Data records
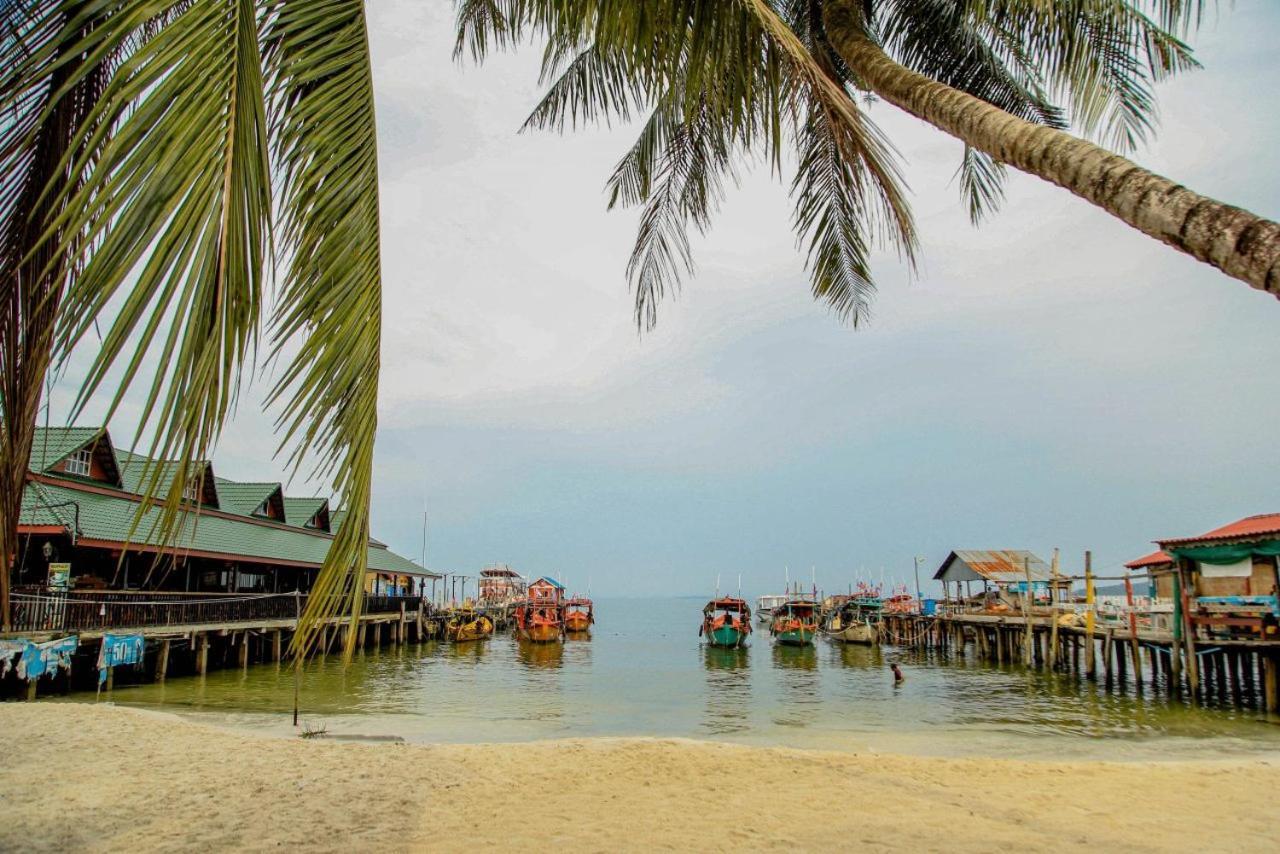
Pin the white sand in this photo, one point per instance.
(99, 777)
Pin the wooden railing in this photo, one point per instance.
(99, 610)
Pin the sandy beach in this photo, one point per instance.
(85, 777)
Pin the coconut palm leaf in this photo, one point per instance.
(174, 220)
(323, 127)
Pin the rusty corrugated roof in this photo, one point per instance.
(1004, 566)
(1155, 558)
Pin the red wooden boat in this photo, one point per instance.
(540, 617)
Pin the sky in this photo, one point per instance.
(1048, 380)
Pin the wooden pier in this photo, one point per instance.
(187, 634)
(1210, 670)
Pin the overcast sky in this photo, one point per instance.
(1051, 379)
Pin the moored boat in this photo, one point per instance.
(855, 621)
(467, 624)
(795, 622)
(540, 617)
(766, 604)
(726, 622)
(579, 615)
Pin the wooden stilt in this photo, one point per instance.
(163, 661)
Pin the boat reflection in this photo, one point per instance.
(795, 657)
(535, 656)
(860, 656)
(728, 689)
(799, 683)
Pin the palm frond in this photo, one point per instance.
(170, 220)
(982, 183)
(1102, 56)
(325, 142)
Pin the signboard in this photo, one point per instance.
(59, 576)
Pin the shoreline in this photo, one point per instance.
(108, 777)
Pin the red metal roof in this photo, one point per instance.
(1155, 558)
(1246, 528)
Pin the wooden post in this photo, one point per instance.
(1106, 656)
(163, 661)
(1189, 636)
(1052, 616)
(1027, 613)
(1175, 654)
(1133, 636)
(1089, 666)
(1270, 681)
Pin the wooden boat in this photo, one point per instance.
(540, 617)
(467, 624)
(579, 615)
(855, 621)
(795, 622)
(766, 604)
(726, 622)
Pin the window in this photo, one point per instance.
(78, 464)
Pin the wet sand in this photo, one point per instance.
(100, 777)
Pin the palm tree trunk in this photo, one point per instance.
(31, 282)
(1239, 243)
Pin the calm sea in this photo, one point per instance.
(644, 672)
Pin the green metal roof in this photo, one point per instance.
(137, 471)
(110, 517)
(300, 511)
(245, 498)
(54, 444)
(108, 514)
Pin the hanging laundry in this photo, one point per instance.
(119, 649)
(10, 649)
(46, 658)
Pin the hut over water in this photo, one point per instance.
(1005, 570)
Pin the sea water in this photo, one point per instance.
(645, 672)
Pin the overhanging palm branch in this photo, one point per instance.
(759, 69)
(721, 83)
(170, 227)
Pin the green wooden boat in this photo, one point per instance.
(795, 622)
(726, 622)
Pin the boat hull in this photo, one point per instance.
(795, 636)
(475, 630)
(726, 636)
(856, 634)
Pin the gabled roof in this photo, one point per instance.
(1155, 558)
(105, 517)
(54, 444)
(1001, 566)
(137, 471)
(1264, 526)
(247, 498)
(338, 516)
(302, 511)
(51, 446)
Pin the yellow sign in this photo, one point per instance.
(59, 576)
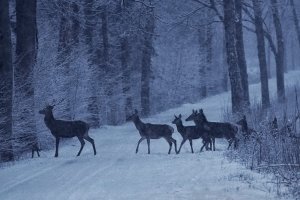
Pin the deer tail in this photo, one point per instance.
(87, 128)
(171, 129)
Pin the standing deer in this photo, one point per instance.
(66, 129)
(190, 133)
(152, 131)
(215, 129)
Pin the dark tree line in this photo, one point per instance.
(106, 58)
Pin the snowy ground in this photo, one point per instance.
(118, 173)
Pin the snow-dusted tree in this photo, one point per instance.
(26, 53)
(6, 84)
(296, 20)
(237, 92)
(93, 63)
(259, 30)
(147, 52)
(279, 58)
(240, 49)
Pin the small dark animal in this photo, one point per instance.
(190, 133)
(66, 129)
(215, 129)
(35, 148)
(152, 131)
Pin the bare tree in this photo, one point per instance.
(259, 30)
(6, 84)
(26, 53)
(296, 20)
(237, 93)
(279, 58)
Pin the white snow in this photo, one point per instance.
(116, 172)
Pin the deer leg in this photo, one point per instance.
(137, 147)
(191, 144)
(37, 151)
(88, 138)
(213, 144)
(175, 144)
(56, 146)
(170, 144)
(148, 143)
(183, 141)
(229, 144)
(81, 140)
(204, 144)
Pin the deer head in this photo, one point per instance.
(133, 117)
(177, 120)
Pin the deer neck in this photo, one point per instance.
(49, 119)
(180, 128)
(138, 124)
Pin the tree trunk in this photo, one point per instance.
(202, 65)
(6, 84)
(261, 54)
(93, 100)
(237, 93)
(26, 52)
(225, 67)
(280, 52)
(63, 59)
(147, 53)
(126, 76)
(296, 20)
(240, 49)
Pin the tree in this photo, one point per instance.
(237, 93)
(26, 53)
(240, 49)
(94, 64)
(147, 52)
(296, 20)
(259, 30)
(6, 84)
(279, 58)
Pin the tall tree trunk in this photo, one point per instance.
(6, 84)
(240, 49)
(237, 93)
(146, 64)
(209, 53)
(26, 52)
(261, 54)
(202, 65)
(225, 67)
(279, 58)
(296, 20)
(63, 59)
(93, 100)
(126, 76)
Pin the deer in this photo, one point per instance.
(66, 129)
(152, 131)
(190, 133)
(215, 129)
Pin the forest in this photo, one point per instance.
(103, 61)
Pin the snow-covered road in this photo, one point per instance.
(116, 172)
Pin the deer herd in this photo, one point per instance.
(203, 129)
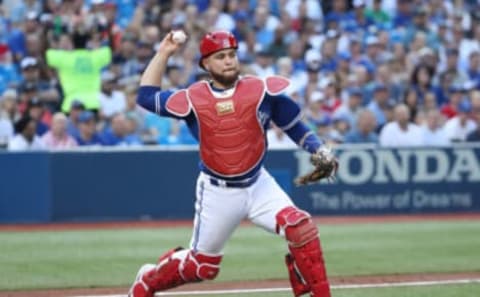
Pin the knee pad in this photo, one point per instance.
(198, 266)
(297, 225)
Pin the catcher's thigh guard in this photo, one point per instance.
(177, 267)
(305, 264)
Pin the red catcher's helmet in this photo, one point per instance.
(216, 41)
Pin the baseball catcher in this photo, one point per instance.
(229, 115)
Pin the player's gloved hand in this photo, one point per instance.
(326, 165)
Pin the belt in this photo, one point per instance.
(234, 184)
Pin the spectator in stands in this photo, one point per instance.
(351, 108)
(276, 138)
(364, 129)
(9, 76)
(35, 110)
(457, 128)
(6, 126)
(432, 129)
(76, 108)
(112, 100)
(25, 137)
(377, 14)
(449, 109)
(57, 137)
(9, 105)
(331, 102)
(263, 65)
(87, 134)
(400, 132)
(474, 136)
(119, 133)
(82, 80)
(45, 91)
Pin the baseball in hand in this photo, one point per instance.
(179, 36)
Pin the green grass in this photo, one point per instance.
(65, 259)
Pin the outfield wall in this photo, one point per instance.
(159, 183)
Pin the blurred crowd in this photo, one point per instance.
(391, 72)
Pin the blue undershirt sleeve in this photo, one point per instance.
(153, 99)
(286, 114)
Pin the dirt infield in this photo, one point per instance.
(350, 280)
(345, 280)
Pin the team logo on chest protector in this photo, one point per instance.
(224, 108)
(231, 137)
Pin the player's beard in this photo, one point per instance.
(225, 80)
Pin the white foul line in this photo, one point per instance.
(335, 287)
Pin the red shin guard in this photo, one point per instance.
(304, 245)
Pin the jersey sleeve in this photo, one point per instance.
(286, 114)
(154, 99)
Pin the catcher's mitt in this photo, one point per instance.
(325, 165)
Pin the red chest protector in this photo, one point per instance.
(232, 139)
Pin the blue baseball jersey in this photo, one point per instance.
(280, 109)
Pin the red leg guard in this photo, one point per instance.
(304, 245)
(299, 286)
(175, 268)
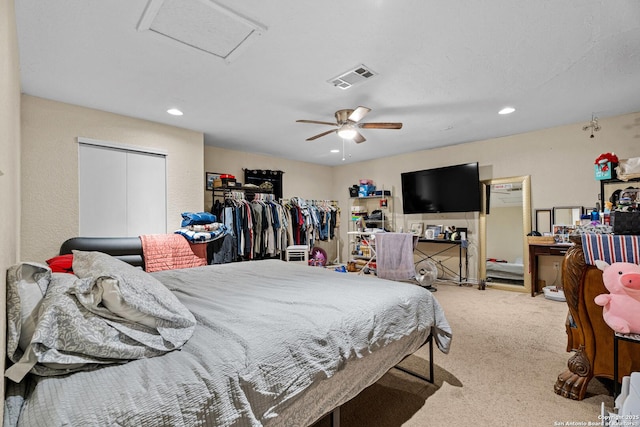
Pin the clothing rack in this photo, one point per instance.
(322, 203)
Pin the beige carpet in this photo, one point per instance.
(507, 350)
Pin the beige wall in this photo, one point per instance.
(9, 159)
(50, 167)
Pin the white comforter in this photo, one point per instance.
(267, 333)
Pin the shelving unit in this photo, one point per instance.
(361, 240)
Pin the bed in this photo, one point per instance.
(274, 343)
(503, 270)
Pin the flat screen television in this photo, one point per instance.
(447, 189)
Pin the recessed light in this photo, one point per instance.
(174, 112)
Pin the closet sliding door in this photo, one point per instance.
(122, 191)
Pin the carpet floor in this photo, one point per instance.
(507, 351)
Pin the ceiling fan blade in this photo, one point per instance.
(380, 125)
(358, 114)
(320, 134)
(317, 122)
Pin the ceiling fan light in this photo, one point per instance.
(347, 132)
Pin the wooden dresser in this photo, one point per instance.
(588, 336)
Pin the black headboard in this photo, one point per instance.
(127, 249)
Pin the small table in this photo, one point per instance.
(539, 249)
(461, 244)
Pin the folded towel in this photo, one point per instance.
(170, 251)
(394, 255)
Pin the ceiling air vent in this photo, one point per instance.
(352, 77)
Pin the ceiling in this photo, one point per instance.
(443, 68)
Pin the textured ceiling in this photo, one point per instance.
(443, 68)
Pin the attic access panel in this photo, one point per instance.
(203, 25)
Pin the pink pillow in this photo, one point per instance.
(61, 263)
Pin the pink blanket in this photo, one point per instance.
(394, 255)
(171, 251)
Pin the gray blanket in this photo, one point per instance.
(268, 333)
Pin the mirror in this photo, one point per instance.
(567, 215)
(543, 221)
(503, 233)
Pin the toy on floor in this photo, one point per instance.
(621, 306)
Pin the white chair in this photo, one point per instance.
(295, 252)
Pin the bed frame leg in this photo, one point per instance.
(431, 374)
(335, 417)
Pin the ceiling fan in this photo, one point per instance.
(347, 123)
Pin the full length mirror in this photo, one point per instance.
(505, 221)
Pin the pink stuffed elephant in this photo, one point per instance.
(621, 306)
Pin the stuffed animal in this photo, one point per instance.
(621, 306)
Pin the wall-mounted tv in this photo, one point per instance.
(447, 189)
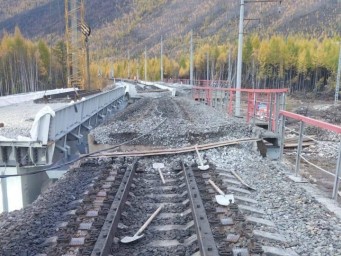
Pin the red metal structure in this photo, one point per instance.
(262, 104)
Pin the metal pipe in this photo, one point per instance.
(270, 106)
(299, 148)
(337, 87)
(337, 175)
(161, 59)
(4, 193)
(240, 58)
(145, 64)
(282, 137)
(191, 61)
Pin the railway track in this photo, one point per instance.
(121, 198)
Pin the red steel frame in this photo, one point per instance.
(310, 121)
(254, 96)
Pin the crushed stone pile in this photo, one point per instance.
(170, 122)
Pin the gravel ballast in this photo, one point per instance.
(309, 227)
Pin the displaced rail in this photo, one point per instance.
(163, 206)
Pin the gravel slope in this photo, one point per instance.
(182, 122)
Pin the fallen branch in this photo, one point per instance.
(171, 151)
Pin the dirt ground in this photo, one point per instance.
(325, 149)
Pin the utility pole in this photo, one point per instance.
(240, 48)
(240, 57)
(161, 59)
(128, 64)
(208, 66)
(191, 60)
(145, 63)
(337, 87)
(87, 62)
(230, 69)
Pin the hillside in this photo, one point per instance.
(134, 24)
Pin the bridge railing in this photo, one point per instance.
(303, 120)
(68, 118)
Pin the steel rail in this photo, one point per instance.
(206, 241)
(105, 238)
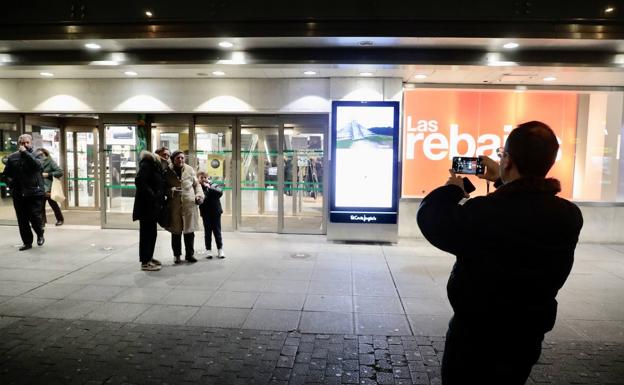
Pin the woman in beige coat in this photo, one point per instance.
(184, 194)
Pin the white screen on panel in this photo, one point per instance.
(364, 157)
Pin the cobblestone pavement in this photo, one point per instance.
(50, 351)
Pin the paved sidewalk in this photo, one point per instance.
(81, 303)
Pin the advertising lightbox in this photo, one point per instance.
(440, 124)
(364, 150)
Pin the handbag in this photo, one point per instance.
(56, 192)
(164, 215)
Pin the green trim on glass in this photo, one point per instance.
(302, 189)
(259, 152)
(304, 151)
(257, 189)
(224, 152)
(120, 187)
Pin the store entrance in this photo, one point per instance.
(281, 163)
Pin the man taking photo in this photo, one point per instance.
(514, 250)
(23, 174)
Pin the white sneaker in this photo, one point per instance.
(150, 267)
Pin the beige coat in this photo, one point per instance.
(184, 210)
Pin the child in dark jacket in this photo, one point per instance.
(211, 211)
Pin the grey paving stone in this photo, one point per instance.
(262, 319)
(377, 305)
(118, 312)
(67, 309)
(279, 301)
(326, 322)
(54, 291)
(219, 317)
(382, 324)
(97, 293)
(167, 315)
(233, 299)
(328, 303)
(186, 297)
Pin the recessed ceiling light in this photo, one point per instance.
(104, 63)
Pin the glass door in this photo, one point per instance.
(82, 169)
(259, 155)
(213, 141)
(8, 145)
(120, 165)
(305, 140)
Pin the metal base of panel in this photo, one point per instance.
(363, 232)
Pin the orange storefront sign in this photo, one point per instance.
(440, 124)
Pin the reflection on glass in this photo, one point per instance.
(303, 178)
(8, 144)
(214, 156)
(121, 168)
(259, 152)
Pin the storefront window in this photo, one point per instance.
(442, 123)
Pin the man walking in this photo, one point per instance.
(514, 250)
(23, 173)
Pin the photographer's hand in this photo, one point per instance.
(457, 181)
(491, 169)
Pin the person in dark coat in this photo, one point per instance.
(148, 202)
(50, 171)
(23, 176)
(514, 250)
(210, 211)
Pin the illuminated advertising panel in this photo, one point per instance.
(365, 157)
(440, 124)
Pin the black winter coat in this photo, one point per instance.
(211, 206)
(23, 174)
(514, 249)
(150, 188)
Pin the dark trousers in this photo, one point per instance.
(147, 239)
(55, 207)
(212, 226)
(176, 244)
(28, 211)
(509, 355)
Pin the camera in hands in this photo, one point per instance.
(468, 165)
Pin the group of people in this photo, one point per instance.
(170, 193)
(29, 174)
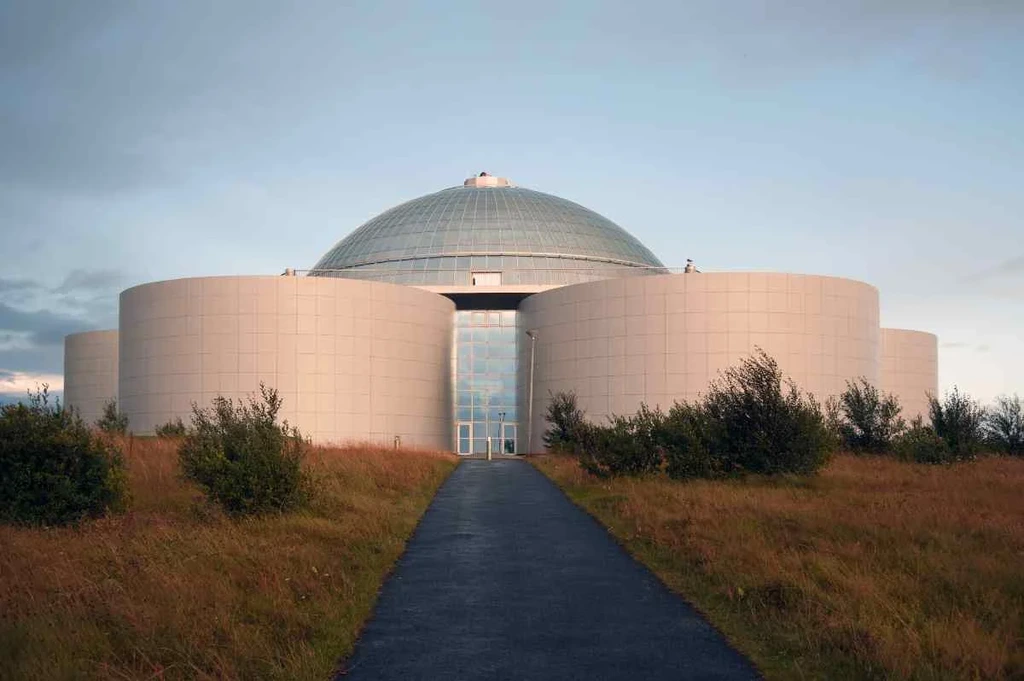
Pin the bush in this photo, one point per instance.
(1005, 426)
(922, 444)
(957, 420)
(113, 421)
(870, 420)
(682, 437)
(759, 422)
(751, 421)
(173, 428)
(625, 447)
(566, 420)
(243, 459)
(53, 470)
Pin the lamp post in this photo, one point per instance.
(529, 406)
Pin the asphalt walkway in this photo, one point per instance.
(506, 579)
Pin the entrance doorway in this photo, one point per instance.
(508, 438)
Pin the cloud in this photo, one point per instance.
(36, 315)
(41, 327)
(17, 382)
(88, 281)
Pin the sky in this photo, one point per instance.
(876, 139)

Problem to work on :: Take the lines from the one that contains "Pin the metal base" down to the last line of the listing above, both included, and set them down exactly, leaving out pictures.

Right answer ::
Pin the metal base of panel in this photo, one point per instance.
(363, 232)
Pin the orange storefront sign in this photo, one point per instance.
(440, 124)
Pin the reflection on glass in this photo, one point per instance.
(303, 178)
(8, 144)
(214, 156)
(121, 168)
(259, 152)
Pin the storefront window in this photo, one point per instance.
(442, 123)
Pin the man walking in this photo, one point per instance.
(514, 250)
(23, 173)
Pin the photographer's hand in this photo, one point per instance.
(457, 181)
(491, 169)
Pin the person in dark coat in this photo, one point per instance.
(148, 202)
(50, 171)
(23, 176)
(514, 250)
(210, 211)
Pin the illuminated advertising panel in this photo, one point per instance.
(365, 157)
(440, 124)
Pin the black winter coat in this photo, one point per instance.
(211, 206)
(23, 174)
(514, 249)
(150, 188)
Pin the dark trousers in this photo, one point per instance.
(147, 239)
(55, 207)
(212, 226)
(176, 244)
(28, 211)
(509, 355)
Pin the camera in hands in this photo, one point per instance.
(468, 165)
Pin the group of people in this photo, one point per instance.
(170, 193)
(29, 174)
Pin the bush in this photo, one point per instance.
(1005, 426)
(922, 444)
(957, 420)
(113, 421)
(870, 420)
(682, 437)
(759, 422)
(751, 421)
(173, 428)
(625, 447)
(566, 420)
(243, 459)
(53, 470)
Pin the lamp post in this photo, one point per instance.
(529, 406)
Pin the asphalt walkway in this photo, one point per instance.
(506, 579)
Pin the entrance doorway in this photo, one point per instance.
(508, 438)
Pin the cloud in this photo, one point per instance.
(36, 315)
(41, 327)
(17, 382)
(88, 281)
Pin the sky in this photo, one point per instance.
(876, 139)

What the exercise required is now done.